Exhibit 10.2
THIRD AMENDMENT TO CREDIT AGREEMENT
ENTERED INTO by and between AMERICAN HEALTHWAYS, INC., formerly know as
American Healthcorp, Inc. a Delaware corporation (the "Borrower"), and SUNTRUST
BANK, a Georgia state bank (the "Lender"), as of this 21st day of December,
2001.
RECITALS:
1. Borrower entered into a Credit Agreement with Lender dated January
4, 2000, as amended by that certain First Amendment to Credit Agreement dated
May 12, 2000, as further amended by that certain Second Amendment to Credit
Agreement effective as of January 4, 2001 (herein the "Credit Agreement").
2. Borrower desires that the Lender extend it additional credit, and
the Lender is willing to extend such additional credit pursuant to the terms and
conditions contained herein.
NOW, THEREFORE, in consideration of the premises and for other good and
valuable consideration, the receipt and adequacy of which is hereby
acknowledged, the Borrower and the Lender agree as follows:
1. The definition of "Borrowing Base" as set forth in Section 1.1 of
the Credit Agreement shall be amended and restated as follows:
"Borrowing Base" shall mean the lesser of: (i) $15,000,000, or
(ii) the sum of (a) Borrower's cash and cash equivalents, plus (b) an
amount equal to fifty percent (50%) of Eligible Accounts Receivable, as
such exist on any date of calculation.
2. The definition of "LC Commitment" as used in Section 1.1 of the
Credit Agreement shall be amended and restated as follows:
"LC Commitment" shall mean that portion of the Aggregate
Revolving Commitments that is used by the Borrower for the issuance of
Letters of Credit.
3. The definition of "Maturity Date" as set forth in Section 1.1 of the
Credit Agreement shall be amended and restated as follows:
"Maturity Date" shall mean the earlier of (a) March 31, 2003
and (b) that date on which all amounts outstanding under this Agreement
have been declared or have automatically become due and payable
pursuant to the provisions of Article 8.

> **Given exercise 1**
According to the credit agreement amendment, on what date was the original Credit Agreement between the Borrower and the Lender dated?
> **Given exercise 2**
Say whether each statement agrees with the credit agreement amendment, answering yes or no and quoting the deciding words: (a) The Lender is a Georgia state bank. (b) The amended Borrowing Base counts seventy-five percent of Eligible Accounts Receivable. (c) The Second Amendment to Credit Agreement took effect on May 12, 2000.
The data that comes after the credit agreement amendment is not needed for anything here.

> **Recorded information**
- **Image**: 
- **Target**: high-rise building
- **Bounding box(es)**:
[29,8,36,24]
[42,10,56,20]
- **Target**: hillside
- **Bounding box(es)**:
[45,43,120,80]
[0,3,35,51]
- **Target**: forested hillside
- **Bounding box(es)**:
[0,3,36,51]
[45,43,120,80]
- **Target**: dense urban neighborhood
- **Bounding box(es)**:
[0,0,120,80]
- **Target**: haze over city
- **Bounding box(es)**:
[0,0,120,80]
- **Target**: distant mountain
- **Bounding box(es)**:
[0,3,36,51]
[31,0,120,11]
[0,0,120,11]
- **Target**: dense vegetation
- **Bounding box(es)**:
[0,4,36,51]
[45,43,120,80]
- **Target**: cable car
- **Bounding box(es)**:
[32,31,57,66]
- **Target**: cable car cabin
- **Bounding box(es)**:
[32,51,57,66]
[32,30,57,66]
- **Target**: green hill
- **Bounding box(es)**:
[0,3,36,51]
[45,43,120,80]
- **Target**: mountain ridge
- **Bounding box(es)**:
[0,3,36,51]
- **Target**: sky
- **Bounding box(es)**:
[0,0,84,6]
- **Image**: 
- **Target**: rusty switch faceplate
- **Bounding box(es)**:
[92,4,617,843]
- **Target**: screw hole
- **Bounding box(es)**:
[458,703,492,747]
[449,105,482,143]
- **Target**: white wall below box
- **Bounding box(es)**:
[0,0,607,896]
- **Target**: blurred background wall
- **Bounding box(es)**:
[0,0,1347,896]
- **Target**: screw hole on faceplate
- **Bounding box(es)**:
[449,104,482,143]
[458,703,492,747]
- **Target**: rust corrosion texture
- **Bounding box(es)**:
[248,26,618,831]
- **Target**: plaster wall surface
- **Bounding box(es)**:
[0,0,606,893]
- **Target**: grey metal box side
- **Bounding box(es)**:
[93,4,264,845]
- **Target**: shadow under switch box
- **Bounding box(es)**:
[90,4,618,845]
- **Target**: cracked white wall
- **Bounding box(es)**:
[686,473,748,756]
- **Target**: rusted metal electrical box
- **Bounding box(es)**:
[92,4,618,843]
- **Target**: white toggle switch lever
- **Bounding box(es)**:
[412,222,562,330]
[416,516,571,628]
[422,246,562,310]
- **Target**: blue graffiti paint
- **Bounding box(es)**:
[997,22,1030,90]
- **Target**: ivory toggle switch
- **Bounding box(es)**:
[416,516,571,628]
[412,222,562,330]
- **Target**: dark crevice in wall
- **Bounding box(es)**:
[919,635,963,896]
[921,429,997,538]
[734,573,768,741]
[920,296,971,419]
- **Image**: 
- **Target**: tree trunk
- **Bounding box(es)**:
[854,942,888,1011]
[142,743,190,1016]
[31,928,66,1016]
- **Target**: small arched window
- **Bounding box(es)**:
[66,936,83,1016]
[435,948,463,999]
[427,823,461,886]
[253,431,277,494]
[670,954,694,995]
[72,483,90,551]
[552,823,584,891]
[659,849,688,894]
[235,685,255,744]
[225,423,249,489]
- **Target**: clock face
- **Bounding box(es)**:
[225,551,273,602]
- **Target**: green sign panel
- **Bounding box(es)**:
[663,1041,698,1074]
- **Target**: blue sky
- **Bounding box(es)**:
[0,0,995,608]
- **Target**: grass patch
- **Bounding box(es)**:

> **Complete response 1**
January 4, 2000.

> **Complete response 2**
(a) Yes: "SUNTRUST BANK, a Georgia state bank"
(b) No: "an amount equal to fifty percent (50%) of Eligible Accounts Receivable"
(c) No: "Second Amendment to Credit Agreement effective as of January 4, 2001"